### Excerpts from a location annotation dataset
***

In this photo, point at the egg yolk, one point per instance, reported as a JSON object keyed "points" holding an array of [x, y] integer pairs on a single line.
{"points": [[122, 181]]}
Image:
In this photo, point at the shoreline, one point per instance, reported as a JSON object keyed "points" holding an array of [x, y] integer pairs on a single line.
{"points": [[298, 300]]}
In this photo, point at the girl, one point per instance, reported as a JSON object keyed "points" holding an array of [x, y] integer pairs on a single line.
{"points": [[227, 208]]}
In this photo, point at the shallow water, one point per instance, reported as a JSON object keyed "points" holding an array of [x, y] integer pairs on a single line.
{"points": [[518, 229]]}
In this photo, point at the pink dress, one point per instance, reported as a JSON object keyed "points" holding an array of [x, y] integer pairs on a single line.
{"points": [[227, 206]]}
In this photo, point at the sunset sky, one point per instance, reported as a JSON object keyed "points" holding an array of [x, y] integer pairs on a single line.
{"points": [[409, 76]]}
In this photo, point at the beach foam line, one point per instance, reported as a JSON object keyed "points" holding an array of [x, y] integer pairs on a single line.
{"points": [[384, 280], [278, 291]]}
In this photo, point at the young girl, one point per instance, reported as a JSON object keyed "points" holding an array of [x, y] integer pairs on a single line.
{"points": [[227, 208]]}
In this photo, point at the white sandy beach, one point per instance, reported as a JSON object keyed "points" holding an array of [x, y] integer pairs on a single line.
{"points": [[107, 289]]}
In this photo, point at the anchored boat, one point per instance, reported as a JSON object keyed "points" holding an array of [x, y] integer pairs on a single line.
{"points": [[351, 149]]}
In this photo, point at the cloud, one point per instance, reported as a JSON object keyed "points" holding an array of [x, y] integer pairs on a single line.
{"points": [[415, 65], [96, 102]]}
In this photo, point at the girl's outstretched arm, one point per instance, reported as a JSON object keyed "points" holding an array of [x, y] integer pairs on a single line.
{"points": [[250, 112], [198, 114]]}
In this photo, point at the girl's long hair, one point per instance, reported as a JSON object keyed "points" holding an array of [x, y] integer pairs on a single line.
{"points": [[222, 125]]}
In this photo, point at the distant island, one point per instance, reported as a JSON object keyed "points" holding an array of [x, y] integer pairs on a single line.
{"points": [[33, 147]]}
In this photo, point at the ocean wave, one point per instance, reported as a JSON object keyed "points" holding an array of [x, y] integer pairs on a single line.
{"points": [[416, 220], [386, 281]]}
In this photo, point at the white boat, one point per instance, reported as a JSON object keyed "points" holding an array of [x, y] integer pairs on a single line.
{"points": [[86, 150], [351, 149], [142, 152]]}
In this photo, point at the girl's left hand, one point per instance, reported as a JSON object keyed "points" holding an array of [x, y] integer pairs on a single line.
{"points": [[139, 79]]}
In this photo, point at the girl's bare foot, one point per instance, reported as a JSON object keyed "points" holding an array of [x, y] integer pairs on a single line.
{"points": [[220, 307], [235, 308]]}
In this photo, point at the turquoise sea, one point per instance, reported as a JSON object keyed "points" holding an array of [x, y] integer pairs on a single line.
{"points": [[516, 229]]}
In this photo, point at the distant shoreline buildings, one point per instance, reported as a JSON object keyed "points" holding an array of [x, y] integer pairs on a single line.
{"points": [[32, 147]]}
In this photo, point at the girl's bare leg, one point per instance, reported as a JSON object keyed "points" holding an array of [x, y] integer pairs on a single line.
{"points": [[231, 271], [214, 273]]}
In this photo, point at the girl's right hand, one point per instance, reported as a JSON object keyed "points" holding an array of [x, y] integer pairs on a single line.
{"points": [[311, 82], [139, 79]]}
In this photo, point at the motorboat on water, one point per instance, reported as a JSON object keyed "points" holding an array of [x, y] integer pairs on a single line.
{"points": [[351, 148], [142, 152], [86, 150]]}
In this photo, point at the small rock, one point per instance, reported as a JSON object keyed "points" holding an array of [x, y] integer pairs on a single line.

***

Rewrite all of the lines above, swapping "one point per instance" for "one point per occurrence" wherever it appears and changing nothing else.

In this photo, point at the egg yolk, one point per occurrence, reported as a JSON object keyed "points" holding an array of [x, y] integer pairs on a single line.
{"points": [[122, 181]]}
Image:
In this photo, point at the shoreline, one point per occurrence, reported as a JSON object keyed "points" holding an array of [x, y] integer pairs on a single line.
{"points": [[298, 300]]}
In this photo, point at the girl, one point per occurrence, reported as a JSON object keyed "points" holding an array of [x, y] integer pairs on a single line.
{"points": [[227, 208]]}
In this photo, point at the shallow water, one point per occurrence, reported as a JSON object keyed "points" holding an array of [x, y] integer pairs on a single line.
{"points": [[518, 229]]}
In this photo, point at the pink dress, one point per occurrence, reported as a JSON object keyed "points" holding an array of [x, y] integer pairs on a single line.
{"points": [[227, 206]]}
In this photo, point at the sunset sky, one point per occurrence, reported as a JSON object keyed "points" holding an array of [x, y] integer pairs on a single line.
{"points": [[409, 76]]}
In this photo, point at the beach foam line, one point per occurrence, reported as a JSON object keyed "points" holding an array of [x, y] integer pairs on a single line.
{"points": [[384, 280], [278, 291]]}
In this photo, point at the young girl, one point per occurrence, reported as a JSON object keyed "points" holding an array of [x, y] integer pairs on a single line.
{"points": [[227, 208]]}
In this photo, point at the white sandy beach, one point per occurrence, reported as a JSON object keyed "points" holding an array of [x, y] integer pairs on a single line.
{"points": [[107, 289]]}
In this photo, point at the anchored boat, one point per occurrence, reported as a JSON object keyed "points" holding an array of [x, y] integer pairs on a single line.
{"points": [[351, 149]]}
In this photo, point at the cloud, one point per occurrence, reported as a JSON object keyed "points" holding an array of [x, y] integer pairs on a single line.
{"points": [[415, 65], [96, 102]]}
In this photo, point at the girl's outstretched arm, one point per occurrence, reported as a JSON object keyed "points" holding an array of [x, y] integer pairs on a single line.
{"points": [[250, 112], [198, 114]]}
In this photo, point at the girl's long hair, one point per occurrence, reported as a JSON object keyed "points" holding an array of [x, y] integer pairs on a single line.
{"points": [[222, 125]]}
In this photo, point at the distant island, one point per occurrence, reported as a JSON object keyed "points" holding an array of [x, y] integer pairs on a single line.
{"points": [[33, 147]]}
In this photo, point at the ocean wave, one point per occurrence, reported as a JSON object keyed "points" holding an array of [x, y] integer pairs on a single line.
{"points": [[416, 220], [386, 281]]}
In this photo, point at the white boat, one point per occurrence, reported as a JSON object keyed "points" holding an array of [x, y] integer pairs on a single line.
{"points": [[86, 150], [351, 149], [142, 152]]}
In this photo, point at the girl's left hand, one point per occurrence, reported as a JSON object keyed "points" holding an array of [x, y] integer pairs on a single line.
{"points": [[139, 79]]}
In this photo, point at the girl's bare foot, one point per occurrence, reported as a JSON object keyed "points" holding an array of [x, y] integer pairs on a single line.
{"points": [[220, 307], [235, 308]]}
In this photo, point at the turquoise sea, one point per occurrence, reported as a JSON object keyed "points" holding an array of [x, y] integer pairs on a single line.
{"points": [[516, 229]]}
In this photo, point at the distant shoreline buildings, one point per occurrence, reported as a JSON object keyed "points" holding an array of [x, y] integer pairs on a single line.
{"points": [[32, 147]]}
In this photo, point at the girl's bare leg, one point per occurrence, reported as a JSON object keyed "points" holding an array of [x, y] integer pairs on a single line.
{"points": [[231, 271], [214, 273]]}
In this photo, point at the girl's right hand, one point per occurrence, reported as a JSON object keyed "points" holding an array of [x, y] integer pairs on a single line.
{"points": [[311, 82], [139, 79]]}
In this photo, point at the motorboat on water, one point per occurrence, reported as a JSON object keyed "points" holding an array of [x, y] integer pairs on a single line.
{"points": [[351, 148], [142, 152], [86, 150]]}
In this photo, point at the small rock, one point per occurrence, reported as a JSON object keyed "points" holding an array of [x, y] integer pairs on a single line.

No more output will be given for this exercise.